Start of Exercise text
The federal government owes tens of millions of dollars to dozens of safety-net hospitals for alleged delays in correcting Medicare disproportionate share hospital payments, hospitals allege in a new lawsuit.
Nearly four dozen hospitals in California, Arizona, Nevada, Hawaii and Minnesota filed the suit Tuesday against the Health and Human Services Department and Secretary Xavier Becerra in a Washington, D.C., federal court. While regulators conceded in 2010 the DSH payment calculations were incorrect, HHS has delayed the amended payments, the hospitals allege.
“The agency’s unreasonable delay has cost the plaintiff hospitals tens of millions of dollars in funds that should have been paid to them many years ago for the higher costs that they incurred to treat low-income patients more than a decade ago,” the complaint alleges.
HHS did not immediately respond to a request for comment.
DSH payments are intended to offset the costs incurred by hospitals that largely serve low-income patients. Following a Washington, D.C., federal court’s 2008 ruling that affirmed a Massachusetts hospital's challenge of the DSH payment methodology, HHS was required to send DSH payment appeals to the agency’s contractors, who were tasked with making the hospitals whole.
End of Exercise text
Start of Data for analysis
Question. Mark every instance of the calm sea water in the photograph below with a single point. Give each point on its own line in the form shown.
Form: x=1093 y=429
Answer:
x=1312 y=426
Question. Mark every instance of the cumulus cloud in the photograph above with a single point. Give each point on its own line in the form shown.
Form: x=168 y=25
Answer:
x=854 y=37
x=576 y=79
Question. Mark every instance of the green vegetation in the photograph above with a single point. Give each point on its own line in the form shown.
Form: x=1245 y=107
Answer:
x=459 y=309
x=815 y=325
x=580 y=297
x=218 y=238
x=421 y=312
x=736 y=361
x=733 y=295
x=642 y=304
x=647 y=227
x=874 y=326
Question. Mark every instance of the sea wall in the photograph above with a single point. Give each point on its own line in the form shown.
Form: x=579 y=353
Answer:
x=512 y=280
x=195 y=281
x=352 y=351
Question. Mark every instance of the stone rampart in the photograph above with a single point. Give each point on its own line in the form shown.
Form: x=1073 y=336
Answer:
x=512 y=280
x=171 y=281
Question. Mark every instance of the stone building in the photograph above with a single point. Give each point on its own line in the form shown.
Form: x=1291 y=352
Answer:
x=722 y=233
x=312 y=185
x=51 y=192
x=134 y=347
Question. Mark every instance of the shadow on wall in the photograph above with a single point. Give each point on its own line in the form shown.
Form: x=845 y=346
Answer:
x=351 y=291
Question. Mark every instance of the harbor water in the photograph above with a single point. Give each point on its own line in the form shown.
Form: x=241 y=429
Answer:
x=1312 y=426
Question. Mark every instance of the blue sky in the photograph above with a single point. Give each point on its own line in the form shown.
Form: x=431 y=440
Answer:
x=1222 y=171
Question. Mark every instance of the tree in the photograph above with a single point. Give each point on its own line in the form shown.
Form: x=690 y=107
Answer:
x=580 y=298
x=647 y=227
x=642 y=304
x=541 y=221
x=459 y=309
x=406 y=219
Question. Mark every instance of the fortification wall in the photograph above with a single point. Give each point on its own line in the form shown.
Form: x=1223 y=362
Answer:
End of Data for analysis
### Problem set
**A.** In the text on the hospitals' lawsuit, in what year did regulators concede that the DSH payment calculations were incorrect?
**B.** Pick up the article on the hospitals' Medicare DSH lawsuit after its last sentence and continue it.

### Task results
**A.** 2010

**B.**
But the agency’s contractors have not made those payment redetermination calculations nor paid any of the hospitals, the complaint alleges.
The hospitals' lawsuit alleges HHS has unjustly used a related suit as justification for delaying the amended payments. Minneapolis-based Allina Health Services filed a lawsuit in 2010 against HHS, focused on using Medicare Advantage patients in DSH payment calculations and the related rulemaking efforts. In 2019, the Supreme Court ruled in favor of hospitals, ordering HHS to vacate the law and perform a more thorough notice-and-comment rulemaking process.
According to the complaint, the Centers for Medicare and Medicaid Services said it has not completed the appropriate public notification process and thus has had to delay the amended payments.